[WORK ITEM]
Which lines in the data below contain the word "before"? Copy each of them.

== MATERIAL FOR THIS TASK

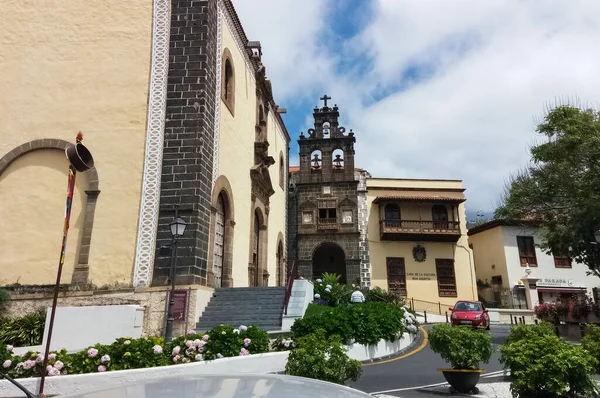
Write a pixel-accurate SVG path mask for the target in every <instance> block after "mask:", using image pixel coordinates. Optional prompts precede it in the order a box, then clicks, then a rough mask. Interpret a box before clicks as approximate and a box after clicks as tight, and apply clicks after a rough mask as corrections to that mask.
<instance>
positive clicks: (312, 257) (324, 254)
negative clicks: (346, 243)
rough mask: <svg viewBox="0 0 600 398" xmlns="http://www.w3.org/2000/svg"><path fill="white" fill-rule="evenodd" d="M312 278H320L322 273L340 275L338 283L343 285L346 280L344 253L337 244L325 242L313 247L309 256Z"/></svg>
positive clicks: (338, 244) (345, 270)
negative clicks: (311, 261)
mask: <svg viewBox="0 0 600 398" xmlns="http://www.w3.org/2000/svg"><path fill="white" fill-rule="evenodd" d="M311 259H312V269H313V271H312V274H313V278H315V279H316V278H320V277H321V276H322V275H323V273H325V272H328V273H333V274H339V275H340V283H341V284H345V283H347V282H348V279H347V267H346V260H347V256H346V251H345V250H344V248H343V247H342V246H341V245H340V244H339V243H337V242H332V241H325V242H321V243H319V244H318V245H316V246H315V248H314V249H313V251H312V254H311Z"/></svg>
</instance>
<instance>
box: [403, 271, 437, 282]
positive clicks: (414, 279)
mask: <svg viewBox="0 0 600 398" xmlns="http://www.w3.org/2000/svg"><path fill="white" fill-rule="evenodd" d="M406 276H407V277H409V278H410V279H411V280H413V281H430V280H431V278H435V276H436V275H435V273H432V272H409V273H407V274H406Z"/></svg>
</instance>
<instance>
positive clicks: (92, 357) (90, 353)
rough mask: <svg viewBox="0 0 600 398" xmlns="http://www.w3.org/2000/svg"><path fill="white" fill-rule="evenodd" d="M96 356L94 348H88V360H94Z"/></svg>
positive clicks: (96, 353)
mask: <svg viewBox="0 0 600 398" xmlns="http://www.w3.org/2000/svg"><path fill="white" fill-rule="evenodd" d="M97 355H98V350H97V349H95V348H90V349H89V350H88V358H95V357H96V356H97Z"/></svg>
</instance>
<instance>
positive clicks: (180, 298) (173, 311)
mask: <svg viewBox="0 0 600 398" xmlns="http://www.w3.org/2000/svg"><path fill="white" fill-rule="evenodd" d="M173 299H174V300H173V301H174V302H175V304H174V305H173V318H174V319H175V320H176V321H184V320H185V316H186V314H187V290H175V293H174V294H173Z"/></svg>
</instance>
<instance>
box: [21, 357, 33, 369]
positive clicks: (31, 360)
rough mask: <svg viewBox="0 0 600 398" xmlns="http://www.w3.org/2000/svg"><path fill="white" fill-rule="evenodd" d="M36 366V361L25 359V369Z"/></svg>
mask: <svg viewBox="0 0 600 398" xmlns="http://www.w3.org/2000/svg"><path fill="white" fill-rule="evenodd" d="M34 366H35V361H32V360H31V359H28V360H27V361H25V363H23V369H25V370H29V369H31V368H33V367H34Z"/></svg>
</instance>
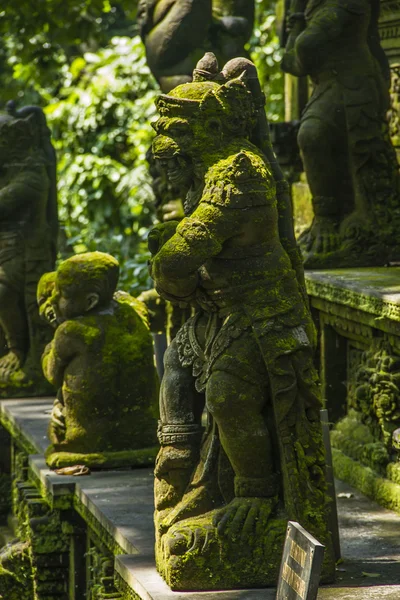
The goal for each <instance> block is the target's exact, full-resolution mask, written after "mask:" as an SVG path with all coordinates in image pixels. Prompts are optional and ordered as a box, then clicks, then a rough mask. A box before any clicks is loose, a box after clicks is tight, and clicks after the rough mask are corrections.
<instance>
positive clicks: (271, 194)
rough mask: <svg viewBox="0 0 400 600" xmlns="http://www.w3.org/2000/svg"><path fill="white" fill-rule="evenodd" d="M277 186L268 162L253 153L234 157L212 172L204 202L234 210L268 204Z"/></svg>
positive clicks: (213, 167) (220, 159)
mask: <svg viewBox="0 0 400 600" xmlns="http://www.w3.org/2000/svg"><path fill="white" fill-rule="evenodd" d="M274 198H275V182H274V179H273V177H272V173H271V170H270V169H269V166H268V165H267V163H266V162H265V158H264V157H263V156H262V155H260V154H259V153H258V152H255V151H253V150H251V149H246V150H241V151H240V152H237V153H233V154H230V155H229V156H226V157H224V158H221V159H220V160H219V161H217V162H216V163H214V165H213V166H212V167H211V168H210V169H209V171H208V172H207V175H206V178H205V189H204V194H203V200H205V201H208V202H210V203H211V204H218V205H220V206H226V207H231V208H241V207H242V208H246V207H249V206H259V205H262V204H268V203H270V202H271V200H272V199H274Z"/></svg>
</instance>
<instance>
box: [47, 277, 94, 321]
mask: <svg viewBox="0 0 400 600" xmlns="http://www.w3.org/2000/svg"><path fill="white" fill-rule="evenodd" d="M98 302H99V295H98V294H97V293H96V292H81V293H77V292H76V291H75V292H74V293H72V291H71V289H70V288H68V287H65V286H60V285H59V282H58V281H56V283H55V286H54V290H53V293H52V296H51V298H50V303H51V306H52V308H53V310H54V313H55V317H56V321H57V323H58V324H60V323H63V322H64V321H67V320H68V319H74V318H76V317H81V316H83V315H85V314H86V313H87V312H88V311H89V310H91V309H92V308H94V307H95V306H96V304H98Z"/></svg>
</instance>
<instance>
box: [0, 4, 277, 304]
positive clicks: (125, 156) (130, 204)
mask: <svg viewBox="0 0 400 600" xmlns="http://www.w3.org/2000/svg"><path fill="white" fill-rule="evenodd" d="M249 51H250V52H251V56H252V59H253V60H254V61H255V63H256V65H257V67H258V70H259V74H260V77H261V80H262V85H263V87H264V91H265V93H266V96H267V114H268V118H269V119H270V120H271V121H278V120H282V119H283V77H282V74H281V72H280V69H279V60H280V50H279V44H278V38H277V35H276V31H275V1H274V0H256V26H255V29H254V34H253V36H252V38H251V40H250V43H249ZM0 84H1V88H2V94H1V100H2V102H3V104H5V102H7V100H10V99H15V100H16V101H17V103H18V105H19V106H23V105H26V104H31V103H33V104H38V105H40V106H42V107H44V108H45V112H46V115H47V120H48V124H49V126H50V128H51V130H52V134H53V140H54V144H55V147H56V149H57V155H58V189H59V207H60V222H61V225H62V227H61V244H60V257H61V258H64V257H66V256H68V255H70V254H72V253H73V252H84V251H87V250H88V251H91V250H95V249H97V250H101V251H104V252H110V253H111V254H113V255H114V256H116V257H117V258H118V259H119V261H120V264H121V281H120V287H121V288H123V289H125V290H126V291H130V292H131V293H133V294H134V295H137V294H138V293H139V292H140V291H142V290H143V289H146V288H148V287H150V282H149V281H148V274H147V258H148V256H147V244H146V236H147V232H148V229H149V227H150V226H151V224H152V222H153V221H154V210H153V205H152V201H153V197H152V191H151V187H150V181H149V175H148V172H147V162H146V158H145V155H146V151H147V150H148V148H149V146H150V143H151V138H152V136H153V130H152V128H151V126H150V122H151V121H152V120H154V118H155V108H154V98H155V96H156V95H157V93H158V89H157V84H156V82H155V81H154V79H153V78H152V76H151V74H150V72H149V69H148V68H147V66H146V61H145V56H144V49H143V46H142V43H141V41H140V38H139V36H138V31H137V25H136V2H135V0H120V1H119V2H117V1H115V2H114V1H113V0H18V2H15V0H3V2H2V3H1V7H0ZM3 107H4V106H3Z"/></svg>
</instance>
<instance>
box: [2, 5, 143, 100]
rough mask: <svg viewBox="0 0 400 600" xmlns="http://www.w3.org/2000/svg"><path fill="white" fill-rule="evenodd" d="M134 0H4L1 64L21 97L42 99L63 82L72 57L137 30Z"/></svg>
mask: <svg viewBox="0 0 400 600" xmlns="http://www.w3.org/2000/svg"><path fill="white" fill-rule="evenodd" d="M135 14H136V2H129V1H128V0H121V1H120V2H112V3H110V1H109V0H18V1H17V2H15V0H3V1H2V3H1V9H0V40H1V41H0V68H1V72H2V73H4V75H3V77H4V76H5V77H6V78H7V82H9V80H11V82H12V84H13V85H12V86H11V90H8V89H7V88H8V86H6V90H4V89H3V95H2V100H3V101H4V100H7V99H9V98H10V97H12V95H10V92H11V94H15V91H17V92H18V95H19V97H21V98H23V97H24V96H27V98H24V101H25V102H26V100H28V101H30V100H32V99H33V100H35V101H36V102H38V103H40V99H41V95H42V92H43V89H46V91H47V92H48V93H49V94H54V92H55V91H57V89H58V88H59V87H61V86H62V83H63V77H64V73H65V70H64V67H65V65H68V64H69V63H70V62H71V60H72V59H73V57H74V56H80V55H82V54H83V53H84V52H86V51H89V50H90V51H96V50H97V49H98V48H99V47H100V46H102V45H105V44H106V43H107V41H108V40H109V39H110V38H111V37H112V36H113V35H122V34H124V35H131V34H132V32H133V31H134V27H135V23H134V18H135Z"/></svg>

====

[ANSWER TO THE EXERCISE]
Write a pixel-accurate SVG path mask for the target in every <instance> block after "mask:", using image pixel coordinates. Optional prompts precede it in the order a box, then clicks, then a rough mask. Interpret a box before clicks as approximate and a box after clicks as tight, and apply clicks after a rough mask as corrections to that mask.
The goal for each <instance> block is the target's exact, full-resolution mask, written after "mask:" as an SVG path with all coordinates in image pixels. Prompts are optional and ordered as a box, then clicks, then a rough mask. A box before any clicks is loose, a box after clicks is tight, and clicks after the rough mask are corrections.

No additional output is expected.